→ TEXT SEGMENT:
===

Elizabeth Borden, a fourth-year PhD student in Clinical Translational Sciences at the UA College of Medicine-Phoenix MD/PhD program, has been awarded a National Institutes of Health F30 fellowship from the National Cancer Institute to support her research training on immunoediting in cutaneous squamous cell carcinoma (cSCC).
Immunosuppressed transplant recipients have a 65-253 fold higher risk of developing cSCC and are not good candidates for treatment with immune checkpoint inhibition, as this immunotherapy can lead to non-specific T cell activation and transplant rejection. The ability of T cells to constrain cSCC is demonstrated by the response of 32-46% of immunocompetent patients to immune checkpoint inhibitors. However, cSCC has the potential to evade an active T cell response as demonstrated by the formation of cSCC in immunocompetent patients and resistance to immune checkpoint inhibition in some patients. Prior work suggests that evasion of an active T cell response occurs through the process of immunoediting, in which T cells destroy tumors that present mutated tumor proteins called neoantigens that are recognized by the T cell receptor, and thus select for less immunogenic tumors.
High incidence and poor treatment options for cSCC in immunosuppressed solid organ transplant recipients result in an important unmet clinical need. Under the guidance of her mentor Dr. Karen Hastings at the UA College of Medicine Phoenix and co-mentors Dr. Kenneth Buetow and Dr. Melissa Wilson at the School of Life Sciences at Arizona State University, Elizabeth will compare the mutated peptides and genetic pathways in cSCC from immunosuppressed and immunocompetent individuals to test an innovative approach to identify neoantigens that are recognized by T cells and immune escape mechanisms used by tumors to evade T cell-mediated destruction. This work is anticipated to lead to improved identification of tumor neoantigens which elicit a T cell response and identification of which tumors and which patients will respond to cancer immunotherapy. Dr. Hastings states, “Ms. Borden is a highly-talented MD/PhD student. This award will support her physician-scientist training combining bioinformatics and wet laboratory techniques to address important questions in oncology, her clinical field of interest.”

===

→ INFORMATION SUPPLIED:

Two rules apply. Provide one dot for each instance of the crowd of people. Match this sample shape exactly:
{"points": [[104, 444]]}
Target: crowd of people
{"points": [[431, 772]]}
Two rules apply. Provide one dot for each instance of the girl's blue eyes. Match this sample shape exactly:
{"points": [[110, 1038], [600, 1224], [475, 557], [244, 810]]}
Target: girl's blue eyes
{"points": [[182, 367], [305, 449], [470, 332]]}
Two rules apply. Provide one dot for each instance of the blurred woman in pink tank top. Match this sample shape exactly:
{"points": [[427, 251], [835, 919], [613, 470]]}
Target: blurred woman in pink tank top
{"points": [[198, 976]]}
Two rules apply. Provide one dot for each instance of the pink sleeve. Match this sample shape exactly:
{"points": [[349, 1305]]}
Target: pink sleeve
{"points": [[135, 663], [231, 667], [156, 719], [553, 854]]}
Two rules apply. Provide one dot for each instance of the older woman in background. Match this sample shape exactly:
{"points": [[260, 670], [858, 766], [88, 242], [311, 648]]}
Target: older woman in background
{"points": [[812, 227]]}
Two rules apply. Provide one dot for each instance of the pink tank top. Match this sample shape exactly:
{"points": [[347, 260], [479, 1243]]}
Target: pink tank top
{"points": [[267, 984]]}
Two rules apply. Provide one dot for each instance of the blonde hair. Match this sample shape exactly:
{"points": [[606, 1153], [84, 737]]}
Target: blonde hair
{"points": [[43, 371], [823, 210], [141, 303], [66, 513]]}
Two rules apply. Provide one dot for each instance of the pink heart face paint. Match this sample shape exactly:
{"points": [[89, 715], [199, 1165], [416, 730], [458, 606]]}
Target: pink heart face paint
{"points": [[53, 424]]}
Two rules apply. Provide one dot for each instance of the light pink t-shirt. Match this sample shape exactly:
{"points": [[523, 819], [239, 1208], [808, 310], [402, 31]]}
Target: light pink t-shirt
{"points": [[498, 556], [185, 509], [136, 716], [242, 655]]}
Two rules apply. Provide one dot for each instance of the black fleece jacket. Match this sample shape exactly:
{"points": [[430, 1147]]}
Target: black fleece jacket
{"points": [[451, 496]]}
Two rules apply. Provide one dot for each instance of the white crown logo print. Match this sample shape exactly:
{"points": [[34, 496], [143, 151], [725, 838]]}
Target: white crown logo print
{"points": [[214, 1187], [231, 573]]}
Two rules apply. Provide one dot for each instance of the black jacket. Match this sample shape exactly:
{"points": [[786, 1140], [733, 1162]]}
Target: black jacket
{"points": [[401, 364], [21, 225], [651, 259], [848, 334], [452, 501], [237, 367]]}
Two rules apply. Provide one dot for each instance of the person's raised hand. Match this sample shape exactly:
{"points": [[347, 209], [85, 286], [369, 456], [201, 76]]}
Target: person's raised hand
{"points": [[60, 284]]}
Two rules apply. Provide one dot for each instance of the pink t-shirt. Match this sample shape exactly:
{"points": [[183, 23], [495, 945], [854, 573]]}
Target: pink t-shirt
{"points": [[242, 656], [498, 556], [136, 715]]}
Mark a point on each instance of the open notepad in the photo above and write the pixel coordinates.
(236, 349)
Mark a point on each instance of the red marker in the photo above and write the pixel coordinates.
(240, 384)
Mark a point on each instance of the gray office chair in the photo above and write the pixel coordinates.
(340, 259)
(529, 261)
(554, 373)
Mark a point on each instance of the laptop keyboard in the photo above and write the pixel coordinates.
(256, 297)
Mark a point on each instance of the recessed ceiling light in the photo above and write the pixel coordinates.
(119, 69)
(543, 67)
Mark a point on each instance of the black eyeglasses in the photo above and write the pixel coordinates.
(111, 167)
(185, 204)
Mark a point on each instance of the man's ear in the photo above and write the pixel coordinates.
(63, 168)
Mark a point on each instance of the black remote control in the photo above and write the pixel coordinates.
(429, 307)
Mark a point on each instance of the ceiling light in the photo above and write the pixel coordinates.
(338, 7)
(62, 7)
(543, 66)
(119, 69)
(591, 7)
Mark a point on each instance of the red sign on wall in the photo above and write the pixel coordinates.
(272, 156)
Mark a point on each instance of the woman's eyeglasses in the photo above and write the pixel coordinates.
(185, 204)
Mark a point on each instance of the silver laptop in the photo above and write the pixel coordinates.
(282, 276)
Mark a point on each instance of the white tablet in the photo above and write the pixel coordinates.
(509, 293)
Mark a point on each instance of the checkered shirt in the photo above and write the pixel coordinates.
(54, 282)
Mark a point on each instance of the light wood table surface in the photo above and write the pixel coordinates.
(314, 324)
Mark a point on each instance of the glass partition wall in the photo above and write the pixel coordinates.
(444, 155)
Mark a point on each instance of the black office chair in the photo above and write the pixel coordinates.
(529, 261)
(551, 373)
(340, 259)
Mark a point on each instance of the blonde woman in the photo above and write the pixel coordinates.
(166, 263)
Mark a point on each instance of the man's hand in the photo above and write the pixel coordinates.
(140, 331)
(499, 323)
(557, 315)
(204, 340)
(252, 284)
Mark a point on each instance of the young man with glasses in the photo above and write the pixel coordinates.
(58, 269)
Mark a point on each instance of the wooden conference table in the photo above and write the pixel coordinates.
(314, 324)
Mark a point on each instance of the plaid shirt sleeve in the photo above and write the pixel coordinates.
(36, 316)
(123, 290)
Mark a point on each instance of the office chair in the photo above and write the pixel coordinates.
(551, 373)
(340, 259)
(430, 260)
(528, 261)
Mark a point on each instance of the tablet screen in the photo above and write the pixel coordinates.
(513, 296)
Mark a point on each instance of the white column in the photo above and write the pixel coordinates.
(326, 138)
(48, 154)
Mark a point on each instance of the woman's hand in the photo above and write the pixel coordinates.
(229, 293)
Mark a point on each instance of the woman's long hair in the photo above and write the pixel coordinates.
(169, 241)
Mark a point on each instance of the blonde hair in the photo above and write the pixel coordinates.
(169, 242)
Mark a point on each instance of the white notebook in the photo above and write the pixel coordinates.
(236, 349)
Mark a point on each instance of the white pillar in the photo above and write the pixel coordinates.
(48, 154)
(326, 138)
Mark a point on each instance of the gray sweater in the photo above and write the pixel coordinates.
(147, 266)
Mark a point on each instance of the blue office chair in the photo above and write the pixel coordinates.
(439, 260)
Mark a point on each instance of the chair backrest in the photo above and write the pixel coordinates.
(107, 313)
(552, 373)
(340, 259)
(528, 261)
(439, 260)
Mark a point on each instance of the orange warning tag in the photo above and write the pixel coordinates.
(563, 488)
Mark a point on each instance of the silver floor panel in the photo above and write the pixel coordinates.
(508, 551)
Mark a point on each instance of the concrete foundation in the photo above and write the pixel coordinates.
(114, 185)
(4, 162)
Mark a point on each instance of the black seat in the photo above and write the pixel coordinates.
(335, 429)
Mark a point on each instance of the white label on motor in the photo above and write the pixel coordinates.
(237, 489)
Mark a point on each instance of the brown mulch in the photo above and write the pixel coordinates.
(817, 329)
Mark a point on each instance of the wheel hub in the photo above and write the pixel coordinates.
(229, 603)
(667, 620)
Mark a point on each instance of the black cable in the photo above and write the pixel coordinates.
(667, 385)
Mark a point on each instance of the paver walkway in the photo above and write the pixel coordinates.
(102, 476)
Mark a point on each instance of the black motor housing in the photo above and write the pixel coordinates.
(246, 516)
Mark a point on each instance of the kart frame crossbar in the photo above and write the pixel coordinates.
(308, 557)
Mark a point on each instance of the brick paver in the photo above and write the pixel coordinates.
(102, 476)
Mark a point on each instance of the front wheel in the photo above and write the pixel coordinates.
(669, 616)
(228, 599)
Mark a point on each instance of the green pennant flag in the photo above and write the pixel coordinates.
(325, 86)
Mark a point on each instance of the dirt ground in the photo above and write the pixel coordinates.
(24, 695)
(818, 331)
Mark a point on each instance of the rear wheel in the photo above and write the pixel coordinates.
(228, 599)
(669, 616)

===

→ TASK REQUIREMENTS: Copy the fellowship announcement above word for word, from "Elizabeth Borden, a" to "cell carcinoma (cSCC).".

→ TASK RESPONSE:
Elizabeth Borden, a fourth-year PhD student in Clinical Translational Sciences at the UA College of Medicine-Phoenix MD/PhD program, has been awarded a National Institutes of Health F30 fellowship from the National Cancer Institute to support her research training on immunoediting in cutaneous squamous cell carcinoma (cSCC).